▸ Exercise directions: Give the lines of the records below, from the line containing "Kindly outline every instance of the nostril" through the line containing "M 198 58 L 244", inclusive, as a numbered list. Leave out any blank lines.

(Excerpts of annotation records)
┄┄┄┄┄┄┄┄┄┄┄┄┄┄┄┄┄┄┄┄
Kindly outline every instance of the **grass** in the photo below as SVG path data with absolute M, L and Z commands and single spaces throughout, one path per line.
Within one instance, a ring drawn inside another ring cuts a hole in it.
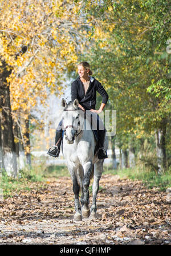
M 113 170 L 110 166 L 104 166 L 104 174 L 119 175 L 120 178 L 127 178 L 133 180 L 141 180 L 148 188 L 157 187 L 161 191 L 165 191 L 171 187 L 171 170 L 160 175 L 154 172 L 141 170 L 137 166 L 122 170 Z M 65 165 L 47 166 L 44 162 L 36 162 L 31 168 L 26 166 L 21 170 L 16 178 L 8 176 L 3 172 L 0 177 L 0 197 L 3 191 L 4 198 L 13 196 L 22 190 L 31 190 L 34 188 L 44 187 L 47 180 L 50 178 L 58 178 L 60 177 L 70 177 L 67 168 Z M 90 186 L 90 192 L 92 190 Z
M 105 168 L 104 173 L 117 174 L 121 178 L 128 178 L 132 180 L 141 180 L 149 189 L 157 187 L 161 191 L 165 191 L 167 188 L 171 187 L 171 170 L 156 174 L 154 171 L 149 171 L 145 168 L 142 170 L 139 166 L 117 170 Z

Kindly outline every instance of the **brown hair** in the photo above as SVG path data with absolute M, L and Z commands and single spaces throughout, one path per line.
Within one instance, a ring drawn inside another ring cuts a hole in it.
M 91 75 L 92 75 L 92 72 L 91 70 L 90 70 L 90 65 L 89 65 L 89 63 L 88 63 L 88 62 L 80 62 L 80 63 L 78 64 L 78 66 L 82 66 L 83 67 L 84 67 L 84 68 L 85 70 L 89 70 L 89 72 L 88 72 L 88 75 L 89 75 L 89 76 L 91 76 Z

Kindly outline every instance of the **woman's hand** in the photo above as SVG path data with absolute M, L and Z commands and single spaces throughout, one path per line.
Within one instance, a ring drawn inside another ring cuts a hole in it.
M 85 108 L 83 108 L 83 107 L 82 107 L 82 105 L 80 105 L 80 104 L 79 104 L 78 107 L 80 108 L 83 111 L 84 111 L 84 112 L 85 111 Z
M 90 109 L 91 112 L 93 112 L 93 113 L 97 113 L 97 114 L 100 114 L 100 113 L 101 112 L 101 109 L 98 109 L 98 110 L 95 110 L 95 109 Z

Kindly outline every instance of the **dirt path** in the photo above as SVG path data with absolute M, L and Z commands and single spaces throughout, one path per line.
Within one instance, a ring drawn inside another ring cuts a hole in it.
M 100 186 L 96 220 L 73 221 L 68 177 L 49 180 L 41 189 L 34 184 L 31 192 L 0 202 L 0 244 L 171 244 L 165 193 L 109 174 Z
┄┄┄┄┄┄┄┄┄┄┄┄┄┄┄┄┄┄┄┄
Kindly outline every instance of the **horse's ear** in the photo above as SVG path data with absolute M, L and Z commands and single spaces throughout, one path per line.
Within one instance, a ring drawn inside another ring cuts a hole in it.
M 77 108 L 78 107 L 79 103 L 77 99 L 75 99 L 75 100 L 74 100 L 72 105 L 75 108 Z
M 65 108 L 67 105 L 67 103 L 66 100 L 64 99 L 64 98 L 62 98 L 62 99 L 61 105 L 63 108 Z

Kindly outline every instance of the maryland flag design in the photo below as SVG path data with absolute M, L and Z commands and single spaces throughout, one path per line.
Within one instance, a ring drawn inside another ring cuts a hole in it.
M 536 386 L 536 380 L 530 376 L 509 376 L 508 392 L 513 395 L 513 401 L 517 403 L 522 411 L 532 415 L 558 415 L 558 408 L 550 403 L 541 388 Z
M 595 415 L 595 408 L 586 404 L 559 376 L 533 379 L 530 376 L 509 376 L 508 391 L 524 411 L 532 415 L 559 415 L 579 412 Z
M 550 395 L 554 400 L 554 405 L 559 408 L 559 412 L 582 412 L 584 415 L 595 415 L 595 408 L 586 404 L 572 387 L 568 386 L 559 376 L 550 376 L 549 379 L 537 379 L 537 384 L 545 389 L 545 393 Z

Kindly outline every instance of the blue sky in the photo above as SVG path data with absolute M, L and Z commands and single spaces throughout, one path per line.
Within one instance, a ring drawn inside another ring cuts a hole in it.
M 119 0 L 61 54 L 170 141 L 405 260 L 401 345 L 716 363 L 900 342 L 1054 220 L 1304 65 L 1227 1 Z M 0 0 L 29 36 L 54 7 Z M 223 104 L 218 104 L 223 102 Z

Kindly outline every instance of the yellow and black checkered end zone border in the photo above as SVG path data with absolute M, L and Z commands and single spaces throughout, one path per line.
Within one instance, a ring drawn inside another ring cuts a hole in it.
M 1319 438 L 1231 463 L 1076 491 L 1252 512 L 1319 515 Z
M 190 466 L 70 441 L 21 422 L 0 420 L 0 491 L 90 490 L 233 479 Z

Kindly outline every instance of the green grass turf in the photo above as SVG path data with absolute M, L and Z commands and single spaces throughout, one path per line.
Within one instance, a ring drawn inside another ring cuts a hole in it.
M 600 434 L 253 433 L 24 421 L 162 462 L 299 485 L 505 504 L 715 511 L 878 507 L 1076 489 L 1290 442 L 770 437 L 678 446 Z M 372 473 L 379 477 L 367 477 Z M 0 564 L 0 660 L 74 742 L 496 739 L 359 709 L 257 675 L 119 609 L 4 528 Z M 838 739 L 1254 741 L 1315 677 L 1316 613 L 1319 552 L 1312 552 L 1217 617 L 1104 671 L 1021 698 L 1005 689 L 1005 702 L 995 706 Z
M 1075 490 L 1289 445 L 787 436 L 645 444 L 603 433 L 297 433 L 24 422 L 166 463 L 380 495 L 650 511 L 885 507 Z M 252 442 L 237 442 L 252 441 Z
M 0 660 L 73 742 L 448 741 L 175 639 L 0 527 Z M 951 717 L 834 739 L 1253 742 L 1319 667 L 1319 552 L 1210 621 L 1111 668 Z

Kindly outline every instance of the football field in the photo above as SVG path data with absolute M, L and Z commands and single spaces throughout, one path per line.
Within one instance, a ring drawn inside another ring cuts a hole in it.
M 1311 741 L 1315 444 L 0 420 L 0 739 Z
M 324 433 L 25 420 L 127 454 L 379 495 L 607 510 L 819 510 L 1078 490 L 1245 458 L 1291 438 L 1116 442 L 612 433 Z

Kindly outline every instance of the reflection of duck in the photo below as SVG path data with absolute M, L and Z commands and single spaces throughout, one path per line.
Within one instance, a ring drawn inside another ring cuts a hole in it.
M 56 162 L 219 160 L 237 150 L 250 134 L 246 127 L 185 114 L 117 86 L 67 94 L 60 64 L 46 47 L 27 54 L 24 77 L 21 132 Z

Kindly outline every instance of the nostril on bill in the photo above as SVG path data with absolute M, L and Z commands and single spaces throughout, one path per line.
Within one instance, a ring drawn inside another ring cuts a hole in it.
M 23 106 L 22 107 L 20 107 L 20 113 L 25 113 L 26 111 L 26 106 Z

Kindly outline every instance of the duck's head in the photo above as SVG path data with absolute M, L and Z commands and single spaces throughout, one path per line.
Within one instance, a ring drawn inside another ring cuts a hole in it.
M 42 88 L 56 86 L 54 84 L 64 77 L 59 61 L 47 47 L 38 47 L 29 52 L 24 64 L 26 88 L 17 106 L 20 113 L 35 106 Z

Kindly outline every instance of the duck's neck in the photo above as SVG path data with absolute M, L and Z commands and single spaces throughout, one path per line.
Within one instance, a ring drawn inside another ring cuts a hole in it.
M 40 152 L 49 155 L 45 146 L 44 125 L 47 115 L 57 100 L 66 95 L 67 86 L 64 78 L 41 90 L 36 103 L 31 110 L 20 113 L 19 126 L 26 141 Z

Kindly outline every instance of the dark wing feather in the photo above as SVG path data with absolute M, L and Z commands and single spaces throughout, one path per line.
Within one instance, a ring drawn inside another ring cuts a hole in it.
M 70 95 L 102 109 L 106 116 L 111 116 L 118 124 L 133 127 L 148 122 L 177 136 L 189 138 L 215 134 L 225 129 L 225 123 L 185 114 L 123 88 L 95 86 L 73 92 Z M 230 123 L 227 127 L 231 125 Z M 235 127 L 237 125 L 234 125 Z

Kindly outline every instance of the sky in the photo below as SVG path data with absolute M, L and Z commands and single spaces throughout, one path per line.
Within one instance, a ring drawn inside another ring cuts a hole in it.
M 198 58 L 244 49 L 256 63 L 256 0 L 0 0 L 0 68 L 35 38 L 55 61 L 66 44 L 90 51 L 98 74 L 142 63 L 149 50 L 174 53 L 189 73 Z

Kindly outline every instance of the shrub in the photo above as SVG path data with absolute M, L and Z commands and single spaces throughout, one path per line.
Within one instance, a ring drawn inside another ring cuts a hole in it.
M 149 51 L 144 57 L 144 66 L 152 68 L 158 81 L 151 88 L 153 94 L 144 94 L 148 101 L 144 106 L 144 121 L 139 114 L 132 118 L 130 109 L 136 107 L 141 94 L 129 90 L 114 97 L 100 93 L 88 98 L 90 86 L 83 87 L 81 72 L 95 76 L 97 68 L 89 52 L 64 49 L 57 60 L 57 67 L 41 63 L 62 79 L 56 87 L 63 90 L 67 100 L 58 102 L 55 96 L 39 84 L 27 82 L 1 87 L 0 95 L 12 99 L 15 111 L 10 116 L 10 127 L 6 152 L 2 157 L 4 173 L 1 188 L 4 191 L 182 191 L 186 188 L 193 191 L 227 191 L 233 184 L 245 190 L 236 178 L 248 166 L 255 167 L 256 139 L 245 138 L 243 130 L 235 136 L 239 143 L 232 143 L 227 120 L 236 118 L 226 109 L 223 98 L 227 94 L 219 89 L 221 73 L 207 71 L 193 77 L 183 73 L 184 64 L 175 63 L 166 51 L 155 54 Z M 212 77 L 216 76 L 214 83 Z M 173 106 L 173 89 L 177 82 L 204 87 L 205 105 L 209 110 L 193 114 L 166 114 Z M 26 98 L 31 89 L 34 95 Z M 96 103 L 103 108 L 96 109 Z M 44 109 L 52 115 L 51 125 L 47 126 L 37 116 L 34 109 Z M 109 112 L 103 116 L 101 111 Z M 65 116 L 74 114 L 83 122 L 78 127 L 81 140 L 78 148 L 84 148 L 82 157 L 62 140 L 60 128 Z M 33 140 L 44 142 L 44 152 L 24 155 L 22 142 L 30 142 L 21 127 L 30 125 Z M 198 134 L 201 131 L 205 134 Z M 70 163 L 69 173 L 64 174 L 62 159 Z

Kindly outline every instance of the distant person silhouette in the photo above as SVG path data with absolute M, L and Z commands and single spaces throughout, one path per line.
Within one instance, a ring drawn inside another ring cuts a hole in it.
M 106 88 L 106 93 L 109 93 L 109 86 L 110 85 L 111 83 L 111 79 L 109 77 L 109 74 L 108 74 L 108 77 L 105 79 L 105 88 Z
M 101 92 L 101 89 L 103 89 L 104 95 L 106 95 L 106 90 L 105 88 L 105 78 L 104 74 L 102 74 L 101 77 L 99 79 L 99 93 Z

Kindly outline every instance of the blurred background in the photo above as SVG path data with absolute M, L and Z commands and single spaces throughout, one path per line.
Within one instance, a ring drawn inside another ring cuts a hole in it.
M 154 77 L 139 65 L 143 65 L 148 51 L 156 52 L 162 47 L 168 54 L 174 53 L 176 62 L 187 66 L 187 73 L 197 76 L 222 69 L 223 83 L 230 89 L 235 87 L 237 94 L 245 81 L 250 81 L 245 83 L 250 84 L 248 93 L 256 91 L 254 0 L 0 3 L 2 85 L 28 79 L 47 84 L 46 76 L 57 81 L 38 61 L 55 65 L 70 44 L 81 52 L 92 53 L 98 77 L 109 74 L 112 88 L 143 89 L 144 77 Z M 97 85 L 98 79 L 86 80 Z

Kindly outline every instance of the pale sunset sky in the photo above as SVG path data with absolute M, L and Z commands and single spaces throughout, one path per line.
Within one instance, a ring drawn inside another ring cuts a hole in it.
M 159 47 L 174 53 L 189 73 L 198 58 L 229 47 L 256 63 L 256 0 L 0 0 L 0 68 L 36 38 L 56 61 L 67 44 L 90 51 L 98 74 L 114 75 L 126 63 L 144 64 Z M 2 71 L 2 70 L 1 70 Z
┄┄┄┄┄┄┄┄┄┄┄┄┄┄┄┄┄┄┄┄
▸ Task answer:
1. Kindly outline every instance of the nostril on bill in the photo above as SVG path data with absolute M, L and Z commands and single spaces throughout, one path per line.
2. Within one instance, a ring drawn inside another ring cuts a hole in it.
3. M 23 106 L 22 107 L 20 107 L 20 113 L 25 113 L 26 111 L 26 106 Z
4. Kindly outline every instance of the duck's head in the photo above as SVG path data with absolute M, L and Z commands and single spaces throughout, one path per line.
5. Within one instance, a ring drawn inside another ring cuts a hole in it.
6. M 42 88 L 56 86 L 54 84 L 64 77 L 59 61 L 47 47 L 38 47 L 29 52 L 24 64 L 26 88 L 17 106 L 20 113 L 35 106 Z
7. Kindly outline every instance of the duck's neck in the photo above as SVG path data with absolute M, L and Z commands and single spaces throughout, one path per line.
8. Within one instance, a ring drawn inside another ring cuts a hole in it.
9. M 40 152 L 49 155 L 45 146 L 44 125 L 47 115 L 57 100 L 66 95 L 67 86 L 64 78 L 41 90 L 36 103 L 31 110 L 20 113 L 19 126 L 26 141 Z
10. Kindly outline every instance of the dark wing feather in the photo above as SVG path data with absolute M, L and Z commands and single spaces throughout, one path per line.
11. Within one instance, a ring drawn inside another ring cuts a hole in it.
12. M 70 95 L 102 109 L 106 116 L 111 116 L 118 124 L 133 127 L 148 122 L 177 136 L 189 138 L 215 134 L 225 129 L 225 123 L 185 114 L 123 88 L 95 86 L 73 92 Z M 230 123 L 227 127 L 231 125 Z M 235 127 L 237 125 L 234 125 Z
13. Kindly outline every instance of the sky in the photo below as SVG path data with absolute M, L and Z commands and single spaces throughout, one path per line.
14. Within one instance, a ring drawn inside another ring cuts a hole in it.
15. M 198 58 L 244 49 L 256 63 L 256 0 L 0 0 L 0 68 L 35 38 L 55 61 L 66 44 L 90 51 L 98 74 L 142 63 L 149 50 L 174 53 L 189 73 Z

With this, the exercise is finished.